Data provided —

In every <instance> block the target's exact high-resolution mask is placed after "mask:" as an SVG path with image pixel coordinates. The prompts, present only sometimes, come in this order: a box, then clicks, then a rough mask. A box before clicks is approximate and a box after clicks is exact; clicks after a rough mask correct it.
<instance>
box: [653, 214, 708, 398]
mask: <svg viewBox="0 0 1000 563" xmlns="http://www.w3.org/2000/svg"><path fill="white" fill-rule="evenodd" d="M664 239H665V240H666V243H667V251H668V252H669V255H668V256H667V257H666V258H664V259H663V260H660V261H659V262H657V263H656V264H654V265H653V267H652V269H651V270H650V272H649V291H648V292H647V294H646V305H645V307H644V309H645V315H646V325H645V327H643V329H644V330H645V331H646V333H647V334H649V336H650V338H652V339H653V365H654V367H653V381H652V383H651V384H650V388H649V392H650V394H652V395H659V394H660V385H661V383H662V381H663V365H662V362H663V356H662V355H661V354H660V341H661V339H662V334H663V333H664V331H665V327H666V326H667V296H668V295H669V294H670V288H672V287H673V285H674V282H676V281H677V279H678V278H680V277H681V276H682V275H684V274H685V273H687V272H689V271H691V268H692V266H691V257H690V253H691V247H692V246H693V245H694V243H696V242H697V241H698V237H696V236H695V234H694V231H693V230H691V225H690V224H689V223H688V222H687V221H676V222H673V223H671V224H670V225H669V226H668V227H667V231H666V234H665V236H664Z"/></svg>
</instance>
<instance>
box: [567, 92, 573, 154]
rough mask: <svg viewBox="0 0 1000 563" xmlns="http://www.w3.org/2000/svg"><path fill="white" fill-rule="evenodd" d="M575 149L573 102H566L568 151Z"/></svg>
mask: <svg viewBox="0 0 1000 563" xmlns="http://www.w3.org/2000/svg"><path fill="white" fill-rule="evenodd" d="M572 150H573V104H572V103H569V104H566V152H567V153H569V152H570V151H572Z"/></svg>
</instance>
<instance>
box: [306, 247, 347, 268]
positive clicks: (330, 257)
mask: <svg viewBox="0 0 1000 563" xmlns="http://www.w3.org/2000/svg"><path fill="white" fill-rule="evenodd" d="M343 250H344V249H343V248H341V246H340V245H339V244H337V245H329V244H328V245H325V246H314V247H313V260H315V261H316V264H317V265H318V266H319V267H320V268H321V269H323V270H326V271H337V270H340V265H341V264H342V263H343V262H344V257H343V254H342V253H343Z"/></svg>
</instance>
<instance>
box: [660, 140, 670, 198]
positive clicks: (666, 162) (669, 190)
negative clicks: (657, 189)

What to work on — Update the lines from the start through the line with "box: [653, 214, 708, 398]", replacing "rough mask" with "coarse mask" and leaving everything else unchanged. Give back only those lines.

Your response —
In every <instance> block the target's exact high-resolution mask is placed after "mask:" as an SVG path with image pixel coordinates. The prompts, present only sometimes, come in this order: a box, then clicks, then a coarse mask. A box before clicks is approximate and a box after clicks is exact; clicks after a coarse mask correct it.
<instance>
box: [653, 214, 708, 398]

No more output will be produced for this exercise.